== Excerpt to read ==
==============================

Re: Really odd issue (AWS related?)

Posted by Alex Major <al...@gmail.com>.

Hi Mike,

We had issues with the ephemeral drives when we first got started, although
we never got to the bottom of it so I can't help much with troubleshooting
unfortunately. Contrary to a lot of the comments on the mailing list we've
actually had a lot more success with EBS drives (PIOPs!). I'd definitely
suggest try striping 4 EBS drives (Raid 0) and using PIOPs.

You could be having a noisy neighbour problem, I don't believe that
m1.large or m1.xlarge instances get all of the actual hardware,
virtualisation on EC2 still sucks in isolating resources.

We've also had more success with Ubuntu on EC2, not so much with our
Cassandra nodes but some of our other services didn't run as well on Amazon
Linux AMIs.

Alex



On Sun, Apr 28, 2013 at 7:12 PM, Michael Theroux <mt...@yahoo.com>wrote:

> I forgot to mention,
>
> When things go really bad, I'm seeing I/O waits in the 80->95% range.  I
> restarted cassandra once when a node is in this situation, and it took 45
> minutes to start (primarily reading SSTables).  Typically, a node would
> start in about 5 minutes.
>
> Thanks,
> -Mike
>
> On Apr 28, 2013, at 12:37 PM, Michael Theroux wrote:
>
> Hello,
>
> We've done some additional monitoring, and I think we have more
> information.  We've been collecting vmstat information every minute,
> attempting to catch  a node with issues,.
>
> So, it appears, that the cassandra node runs fine.  Then suddenly, without
> any correlation to any event that I can identify, the I/O wait time goes
> way up, and stays up indefinitely.  Even non-cassandra  I/O activities
> (such as snapshots and backups) start causing large I/O Wait times when
> they typically would not.  Previous to an issue, we would typically see I/O
> wait times 3-4% with very few blocked processes on I/O.  Once this issue
> manifests itself, i/O wait times for the same activities jump to 30-40%
> with many blocked processes.  The I/O wait times do go back down when there
> is literally no activity.

==============================

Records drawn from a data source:
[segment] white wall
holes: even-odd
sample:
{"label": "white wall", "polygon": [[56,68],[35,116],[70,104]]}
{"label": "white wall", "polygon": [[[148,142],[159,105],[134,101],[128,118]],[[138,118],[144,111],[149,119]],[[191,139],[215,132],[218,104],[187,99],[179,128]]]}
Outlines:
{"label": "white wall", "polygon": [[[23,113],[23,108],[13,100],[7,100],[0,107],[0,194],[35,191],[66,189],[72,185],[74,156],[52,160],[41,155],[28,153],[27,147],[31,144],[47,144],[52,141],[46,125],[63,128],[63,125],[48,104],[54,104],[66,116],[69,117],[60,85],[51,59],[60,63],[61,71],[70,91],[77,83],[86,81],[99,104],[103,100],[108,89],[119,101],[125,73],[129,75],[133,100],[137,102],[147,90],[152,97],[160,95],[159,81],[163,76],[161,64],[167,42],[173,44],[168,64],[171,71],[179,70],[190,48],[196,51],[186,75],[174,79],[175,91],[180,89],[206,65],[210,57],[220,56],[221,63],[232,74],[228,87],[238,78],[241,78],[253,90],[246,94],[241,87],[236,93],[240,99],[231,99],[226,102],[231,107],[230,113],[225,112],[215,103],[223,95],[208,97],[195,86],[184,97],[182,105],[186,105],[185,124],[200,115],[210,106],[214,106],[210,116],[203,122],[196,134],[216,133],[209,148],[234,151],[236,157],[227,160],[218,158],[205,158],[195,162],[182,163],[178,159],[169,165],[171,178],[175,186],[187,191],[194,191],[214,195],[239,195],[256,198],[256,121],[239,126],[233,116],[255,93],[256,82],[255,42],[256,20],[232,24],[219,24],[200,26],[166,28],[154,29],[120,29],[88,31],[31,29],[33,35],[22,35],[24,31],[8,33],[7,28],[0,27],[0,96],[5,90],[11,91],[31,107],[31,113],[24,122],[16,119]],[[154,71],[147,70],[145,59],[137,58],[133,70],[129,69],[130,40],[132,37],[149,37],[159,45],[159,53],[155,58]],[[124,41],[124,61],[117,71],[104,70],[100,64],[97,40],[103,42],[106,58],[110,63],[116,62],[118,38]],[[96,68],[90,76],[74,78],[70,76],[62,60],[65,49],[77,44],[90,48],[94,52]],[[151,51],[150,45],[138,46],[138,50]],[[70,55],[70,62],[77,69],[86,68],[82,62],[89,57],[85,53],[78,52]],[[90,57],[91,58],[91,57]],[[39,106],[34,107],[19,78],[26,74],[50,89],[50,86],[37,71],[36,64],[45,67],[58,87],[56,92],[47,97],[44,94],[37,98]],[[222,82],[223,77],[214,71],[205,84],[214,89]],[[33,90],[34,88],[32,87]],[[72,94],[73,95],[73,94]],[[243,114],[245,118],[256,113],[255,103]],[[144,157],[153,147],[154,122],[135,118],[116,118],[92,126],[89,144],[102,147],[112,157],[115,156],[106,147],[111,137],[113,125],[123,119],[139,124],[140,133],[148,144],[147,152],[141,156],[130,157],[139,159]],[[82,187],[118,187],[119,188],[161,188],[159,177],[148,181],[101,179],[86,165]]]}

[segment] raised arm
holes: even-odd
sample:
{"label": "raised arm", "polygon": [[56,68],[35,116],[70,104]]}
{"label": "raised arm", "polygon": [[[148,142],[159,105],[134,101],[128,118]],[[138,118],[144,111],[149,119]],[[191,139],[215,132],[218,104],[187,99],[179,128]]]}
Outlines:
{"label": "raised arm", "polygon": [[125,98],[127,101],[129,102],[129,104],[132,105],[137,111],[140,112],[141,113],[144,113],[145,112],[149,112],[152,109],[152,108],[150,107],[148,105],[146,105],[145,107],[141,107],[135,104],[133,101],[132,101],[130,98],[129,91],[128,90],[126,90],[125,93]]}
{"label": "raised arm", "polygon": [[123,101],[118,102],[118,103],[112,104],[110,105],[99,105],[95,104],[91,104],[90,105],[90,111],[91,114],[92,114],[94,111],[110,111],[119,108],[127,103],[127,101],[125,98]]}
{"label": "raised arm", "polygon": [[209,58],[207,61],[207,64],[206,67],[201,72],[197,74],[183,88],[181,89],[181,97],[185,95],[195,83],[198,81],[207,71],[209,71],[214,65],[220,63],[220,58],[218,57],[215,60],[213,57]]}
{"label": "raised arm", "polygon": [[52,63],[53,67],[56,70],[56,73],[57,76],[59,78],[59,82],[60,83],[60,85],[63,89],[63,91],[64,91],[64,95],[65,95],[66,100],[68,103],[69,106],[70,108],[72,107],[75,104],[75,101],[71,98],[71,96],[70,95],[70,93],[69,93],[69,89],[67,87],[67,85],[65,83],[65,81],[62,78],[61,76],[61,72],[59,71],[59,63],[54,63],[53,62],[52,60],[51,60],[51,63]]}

==============================

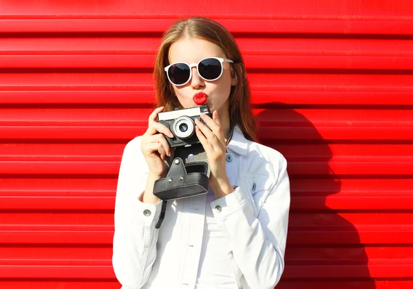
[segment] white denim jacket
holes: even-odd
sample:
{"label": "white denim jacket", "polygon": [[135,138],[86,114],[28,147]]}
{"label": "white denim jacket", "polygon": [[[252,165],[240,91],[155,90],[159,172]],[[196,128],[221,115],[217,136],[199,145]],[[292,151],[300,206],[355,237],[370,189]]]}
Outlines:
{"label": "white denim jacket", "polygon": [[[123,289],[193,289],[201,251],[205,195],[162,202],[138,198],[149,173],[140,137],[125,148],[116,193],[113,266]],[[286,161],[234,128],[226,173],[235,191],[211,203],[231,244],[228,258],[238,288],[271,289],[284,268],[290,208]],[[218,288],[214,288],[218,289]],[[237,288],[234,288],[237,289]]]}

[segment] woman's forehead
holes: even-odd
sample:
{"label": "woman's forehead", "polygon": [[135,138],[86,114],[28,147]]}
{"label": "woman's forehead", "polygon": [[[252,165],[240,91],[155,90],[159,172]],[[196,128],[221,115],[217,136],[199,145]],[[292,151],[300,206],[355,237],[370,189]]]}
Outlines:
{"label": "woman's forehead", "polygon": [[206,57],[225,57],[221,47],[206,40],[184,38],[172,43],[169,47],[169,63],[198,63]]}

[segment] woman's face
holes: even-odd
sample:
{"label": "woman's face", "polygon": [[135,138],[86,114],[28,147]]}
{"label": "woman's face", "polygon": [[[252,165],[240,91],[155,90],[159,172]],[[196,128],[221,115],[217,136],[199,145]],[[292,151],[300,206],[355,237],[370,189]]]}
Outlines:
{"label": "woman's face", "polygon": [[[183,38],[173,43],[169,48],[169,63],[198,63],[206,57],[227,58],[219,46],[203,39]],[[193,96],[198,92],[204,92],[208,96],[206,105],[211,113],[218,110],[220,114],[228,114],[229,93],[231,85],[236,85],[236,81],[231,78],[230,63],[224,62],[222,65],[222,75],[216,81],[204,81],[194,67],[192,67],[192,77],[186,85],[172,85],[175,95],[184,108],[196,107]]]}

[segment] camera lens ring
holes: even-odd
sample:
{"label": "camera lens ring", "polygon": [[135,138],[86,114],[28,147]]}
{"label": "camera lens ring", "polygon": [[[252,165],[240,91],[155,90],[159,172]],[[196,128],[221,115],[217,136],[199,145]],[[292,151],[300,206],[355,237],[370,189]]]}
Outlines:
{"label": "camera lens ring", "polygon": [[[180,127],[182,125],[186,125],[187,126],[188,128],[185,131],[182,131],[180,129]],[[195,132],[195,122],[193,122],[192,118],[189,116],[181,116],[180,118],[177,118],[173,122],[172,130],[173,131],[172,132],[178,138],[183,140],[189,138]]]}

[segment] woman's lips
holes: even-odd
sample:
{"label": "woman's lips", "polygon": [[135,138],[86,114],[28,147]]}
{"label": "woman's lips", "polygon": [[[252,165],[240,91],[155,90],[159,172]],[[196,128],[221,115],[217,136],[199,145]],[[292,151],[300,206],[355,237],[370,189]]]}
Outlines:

==============================

== Goal of the exercise ==
Output the part of the thread from "We've also had" to "Linux AMIs.", copied word for word. The records were taken from a separate source.

== Result below ==
We've also had more success with Ubuntu on EC2, not so much with our
Cassandra nodes but some of our other services didn't run as well on Amazon
Linux AMIs.